╭─ Source material

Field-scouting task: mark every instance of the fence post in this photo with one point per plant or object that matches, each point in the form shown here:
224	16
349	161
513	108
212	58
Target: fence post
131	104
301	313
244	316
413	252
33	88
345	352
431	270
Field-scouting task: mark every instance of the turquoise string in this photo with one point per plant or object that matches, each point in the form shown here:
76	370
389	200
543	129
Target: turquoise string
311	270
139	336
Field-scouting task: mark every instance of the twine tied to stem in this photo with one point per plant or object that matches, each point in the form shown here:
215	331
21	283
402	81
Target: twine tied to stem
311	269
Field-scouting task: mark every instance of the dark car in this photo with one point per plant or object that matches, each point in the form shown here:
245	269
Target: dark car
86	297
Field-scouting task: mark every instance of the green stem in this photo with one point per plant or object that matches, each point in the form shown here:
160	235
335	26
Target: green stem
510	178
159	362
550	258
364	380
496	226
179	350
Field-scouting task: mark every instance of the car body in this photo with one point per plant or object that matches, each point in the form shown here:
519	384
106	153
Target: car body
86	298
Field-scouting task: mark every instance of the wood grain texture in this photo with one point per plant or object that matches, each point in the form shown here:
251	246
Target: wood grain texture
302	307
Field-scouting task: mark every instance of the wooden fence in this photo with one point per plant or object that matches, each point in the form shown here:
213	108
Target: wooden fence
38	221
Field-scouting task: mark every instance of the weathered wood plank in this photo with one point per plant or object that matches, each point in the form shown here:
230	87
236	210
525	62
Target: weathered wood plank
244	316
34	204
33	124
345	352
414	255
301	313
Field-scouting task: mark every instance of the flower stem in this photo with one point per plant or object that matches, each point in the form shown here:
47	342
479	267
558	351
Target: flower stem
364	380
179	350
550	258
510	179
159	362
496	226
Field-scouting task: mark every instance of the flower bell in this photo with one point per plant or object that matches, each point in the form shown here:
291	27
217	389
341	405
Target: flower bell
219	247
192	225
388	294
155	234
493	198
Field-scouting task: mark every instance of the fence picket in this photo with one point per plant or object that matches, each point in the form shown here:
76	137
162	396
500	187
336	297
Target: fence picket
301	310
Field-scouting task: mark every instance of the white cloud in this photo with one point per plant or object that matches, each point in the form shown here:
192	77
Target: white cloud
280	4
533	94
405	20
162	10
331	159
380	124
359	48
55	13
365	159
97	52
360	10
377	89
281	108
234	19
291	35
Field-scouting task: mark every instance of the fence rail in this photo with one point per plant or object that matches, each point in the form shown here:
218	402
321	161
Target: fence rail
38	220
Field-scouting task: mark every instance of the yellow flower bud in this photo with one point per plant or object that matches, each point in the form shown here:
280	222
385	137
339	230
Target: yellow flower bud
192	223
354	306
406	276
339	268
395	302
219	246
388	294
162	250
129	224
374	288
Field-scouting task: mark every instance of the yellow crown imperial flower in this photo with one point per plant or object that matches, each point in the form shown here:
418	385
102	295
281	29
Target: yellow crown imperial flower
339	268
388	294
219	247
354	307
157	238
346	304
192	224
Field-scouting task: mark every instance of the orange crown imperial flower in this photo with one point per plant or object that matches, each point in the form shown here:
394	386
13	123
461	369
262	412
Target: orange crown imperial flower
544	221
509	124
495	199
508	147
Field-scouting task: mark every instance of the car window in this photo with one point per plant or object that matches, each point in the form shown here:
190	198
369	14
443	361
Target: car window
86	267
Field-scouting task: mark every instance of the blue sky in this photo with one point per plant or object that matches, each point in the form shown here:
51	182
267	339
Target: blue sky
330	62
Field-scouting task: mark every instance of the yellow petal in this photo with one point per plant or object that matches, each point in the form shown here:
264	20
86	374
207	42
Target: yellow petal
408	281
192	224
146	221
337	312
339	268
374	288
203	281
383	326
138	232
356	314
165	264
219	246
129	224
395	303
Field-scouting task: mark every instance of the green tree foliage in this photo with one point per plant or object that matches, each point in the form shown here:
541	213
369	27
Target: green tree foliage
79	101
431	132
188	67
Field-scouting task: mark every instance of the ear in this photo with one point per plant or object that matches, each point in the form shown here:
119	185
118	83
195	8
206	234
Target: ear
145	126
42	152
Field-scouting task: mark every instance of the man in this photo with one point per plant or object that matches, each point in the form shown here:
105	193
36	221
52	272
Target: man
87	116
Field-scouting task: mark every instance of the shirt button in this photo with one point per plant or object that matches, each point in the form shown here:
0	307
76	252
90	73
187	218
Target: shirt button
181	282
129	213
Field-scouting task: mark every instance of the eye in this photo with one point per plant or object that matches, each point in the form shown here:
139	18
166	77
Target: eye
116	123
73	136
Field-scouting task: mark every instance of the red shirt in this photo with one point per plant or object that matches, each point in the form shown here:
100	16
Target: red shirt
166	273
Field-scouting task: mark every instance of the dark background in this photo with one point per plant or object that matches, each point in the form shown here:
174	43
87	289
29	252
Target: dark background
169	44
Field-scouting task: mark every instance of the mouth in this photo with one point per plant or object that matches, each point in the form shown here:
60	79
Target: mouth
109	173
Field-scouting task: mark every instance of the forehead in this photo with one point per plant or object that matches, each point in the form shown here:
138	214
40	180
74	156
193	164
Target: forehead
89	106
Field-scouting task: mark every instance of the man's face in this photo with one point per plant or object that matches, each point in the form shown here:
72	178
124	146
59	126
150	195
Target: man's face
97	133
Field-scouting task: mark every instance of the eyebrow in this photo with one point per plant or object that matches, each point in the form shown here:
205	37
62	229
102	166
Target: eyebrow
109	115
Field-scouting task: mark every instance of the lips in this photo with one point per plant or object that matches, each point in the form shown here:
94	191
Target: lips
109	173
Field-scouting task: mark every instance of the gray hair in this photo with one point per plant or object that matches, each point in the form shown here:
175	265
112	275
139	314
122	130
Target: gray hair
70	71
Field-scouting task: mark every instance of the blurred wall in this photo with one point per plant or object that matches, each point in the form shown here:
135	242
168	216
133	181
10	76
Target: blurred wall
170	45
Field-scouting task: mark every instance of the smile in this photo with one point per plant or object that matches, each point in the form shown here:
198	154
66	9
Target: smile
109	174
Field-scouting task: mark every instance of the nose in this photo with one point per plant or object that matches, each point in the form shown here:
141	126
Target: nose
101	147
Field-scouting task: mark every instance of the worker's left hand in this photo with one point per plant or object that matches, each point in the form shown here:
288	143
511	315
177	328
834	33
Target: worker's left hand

╰─
╭─ Source material

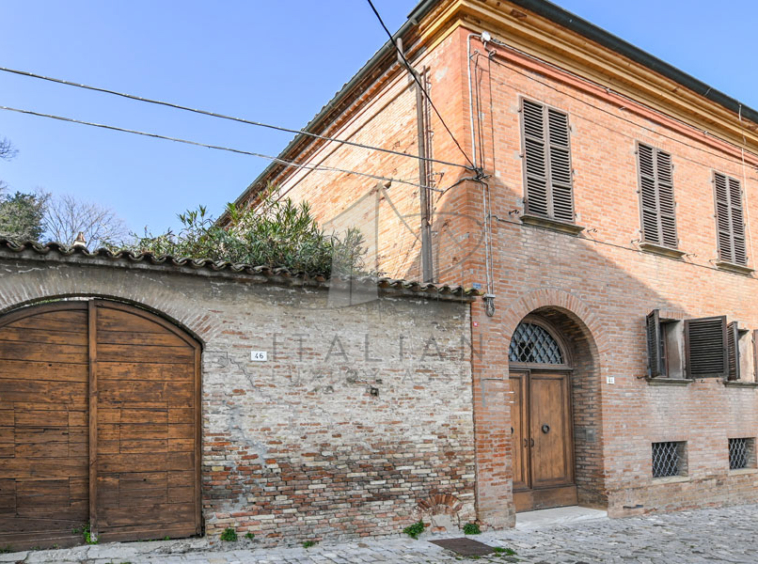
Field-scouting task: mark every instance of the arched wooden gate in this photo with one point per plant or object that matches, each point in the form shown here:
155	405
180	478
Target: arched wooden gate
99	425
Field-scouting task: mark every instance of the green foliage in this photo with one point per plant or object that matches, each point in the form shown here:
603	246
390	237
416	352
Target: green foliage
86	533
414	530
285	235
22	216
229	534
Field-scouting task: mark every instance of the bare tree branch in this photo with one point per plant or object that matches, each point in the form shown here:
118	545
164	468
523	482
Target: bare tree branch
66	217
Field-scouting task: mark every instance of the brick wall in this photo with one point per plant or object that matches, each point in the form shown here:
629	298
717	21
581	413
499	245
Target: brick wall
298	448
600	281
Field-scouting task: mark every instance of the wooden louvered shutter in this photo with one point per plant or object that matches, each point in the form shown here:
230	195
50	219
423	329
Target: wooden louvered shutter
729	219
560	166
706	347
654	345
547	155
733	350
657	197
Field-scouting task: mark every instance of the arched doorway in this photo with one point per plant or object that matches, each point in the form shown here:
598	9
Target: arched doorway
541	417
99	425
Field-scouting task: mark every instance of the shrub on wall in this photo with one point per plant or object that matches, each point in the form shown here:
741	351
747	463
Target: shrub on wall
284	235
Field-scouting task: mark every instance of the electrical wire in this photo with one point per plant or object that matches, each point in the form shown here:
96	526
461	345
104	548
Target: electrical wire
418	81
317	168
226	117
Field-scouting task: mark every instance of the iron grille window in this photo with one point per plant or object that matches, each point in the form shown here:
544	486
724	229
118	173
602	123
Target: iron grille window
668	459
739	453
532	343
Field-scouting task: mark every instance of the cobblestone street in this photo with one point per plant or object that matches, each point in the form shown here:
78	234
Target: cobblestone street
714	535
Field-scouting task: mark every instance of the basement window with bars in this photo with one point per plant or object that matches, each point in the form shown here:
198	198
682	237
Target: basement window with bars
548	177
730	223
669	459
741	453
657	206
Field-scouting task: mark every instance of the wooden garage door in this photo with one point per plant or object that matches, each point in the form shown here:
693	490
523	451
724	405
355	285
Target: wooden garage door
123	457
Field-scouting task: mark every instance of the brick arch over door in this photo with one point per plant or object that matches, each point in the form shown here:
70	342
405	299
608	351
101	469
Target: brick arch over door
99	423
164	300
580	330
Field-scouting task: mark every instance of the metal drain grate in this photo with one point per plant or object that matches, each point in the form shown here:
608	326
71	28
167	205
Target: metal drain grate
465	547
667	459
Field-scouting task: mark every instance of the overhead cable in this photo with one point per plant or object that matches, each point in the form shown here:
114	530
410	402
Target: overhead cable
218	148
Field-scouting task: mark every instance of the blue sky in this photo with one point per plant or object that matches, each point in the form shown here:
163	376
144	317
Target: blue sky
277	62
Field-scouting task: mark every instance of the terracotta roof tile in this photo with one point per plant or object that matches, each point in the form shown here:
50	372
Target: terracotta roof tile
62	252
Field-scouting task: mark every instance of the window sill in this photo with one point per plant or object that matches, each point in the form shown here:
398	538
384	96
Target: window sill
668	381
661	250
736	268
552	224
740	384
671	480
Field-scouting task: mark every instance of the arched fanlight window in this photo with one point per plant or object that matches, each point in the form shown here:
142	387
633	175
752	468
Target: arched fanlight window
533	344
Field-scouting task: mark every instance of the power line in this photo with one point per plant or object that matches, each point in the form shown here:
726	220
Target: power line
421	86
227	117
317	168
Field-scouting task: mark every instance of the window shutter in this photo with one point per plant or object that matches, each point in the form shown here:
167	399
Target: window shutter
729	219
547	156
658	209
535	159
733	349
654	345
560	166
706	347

╰─
╭─ Source material

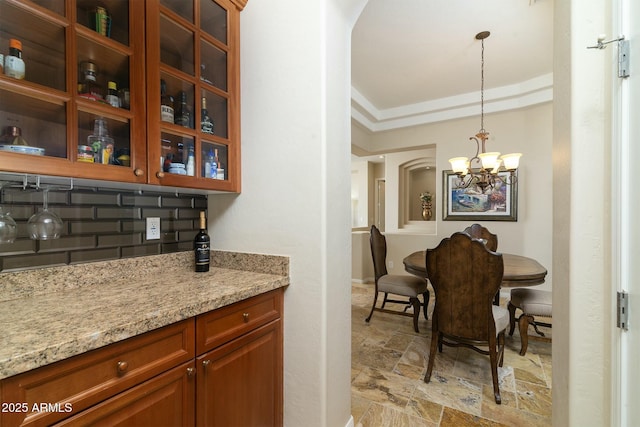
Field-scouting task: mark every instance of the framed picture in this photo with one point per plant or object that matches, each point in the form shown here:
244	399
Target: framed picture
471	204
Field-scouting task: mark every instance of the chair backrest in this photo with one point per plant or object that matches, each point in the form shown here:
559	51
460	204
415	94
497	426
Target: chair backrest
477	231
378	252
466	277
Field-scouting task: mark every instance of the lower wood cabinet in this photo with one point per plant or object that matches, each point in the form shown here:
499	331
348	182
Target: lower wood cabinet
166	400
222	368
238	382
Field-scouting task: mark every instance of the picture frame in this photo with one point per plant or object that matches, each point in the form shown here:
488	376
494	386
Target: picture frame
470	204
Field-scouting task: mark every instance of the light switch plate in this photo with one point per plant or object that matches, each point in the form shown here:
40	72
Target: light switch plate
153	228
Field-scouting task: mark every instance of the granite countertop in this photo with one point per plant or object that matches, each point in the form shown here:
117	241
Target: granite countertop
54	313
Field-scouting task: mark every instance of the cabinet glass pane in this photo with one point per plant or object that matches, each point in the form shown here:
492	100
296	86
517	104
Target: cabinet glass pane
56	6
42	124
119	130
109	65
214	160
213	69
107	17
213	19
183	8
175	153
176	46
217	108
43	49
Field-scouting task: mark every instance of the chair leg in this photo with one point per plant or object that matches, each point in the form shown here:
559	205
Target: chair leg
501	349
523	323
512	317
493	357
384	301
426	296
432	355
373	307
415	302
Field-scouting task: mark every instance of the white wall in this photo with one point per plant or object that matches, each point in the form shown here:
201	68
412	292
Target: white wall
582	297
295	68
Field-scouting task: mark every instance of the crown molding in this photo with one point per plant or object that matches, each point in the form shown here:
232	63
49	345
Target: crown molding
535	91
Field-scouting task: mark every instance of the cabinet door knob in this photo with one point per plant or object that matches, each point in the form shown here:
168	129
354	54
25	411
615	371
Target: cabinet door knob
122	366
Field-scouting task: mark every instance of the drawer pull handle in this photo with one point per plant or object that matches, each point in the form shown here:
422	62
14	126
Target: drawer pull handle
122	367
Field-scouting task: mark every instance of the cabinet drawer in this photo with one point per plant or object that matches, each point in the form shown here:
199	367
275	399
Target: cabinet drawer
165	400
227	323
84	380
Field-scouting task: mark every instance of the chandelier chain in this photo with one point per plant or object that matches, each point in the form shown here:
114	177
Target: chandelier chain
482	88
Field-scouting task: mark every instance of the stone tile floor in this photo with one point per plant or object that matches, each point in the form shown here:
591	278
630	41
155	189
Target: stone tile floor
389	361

╰─

▸ **Given instruction**:
Pull out every line of the items above that contains the word "gray", and copy each one in full.

▸ **Solved problem**:
Field-scouting task: mark every instance of the gray hair in this photo with one point per plant or object that matches, each point in the form shown here:
Target: gray hair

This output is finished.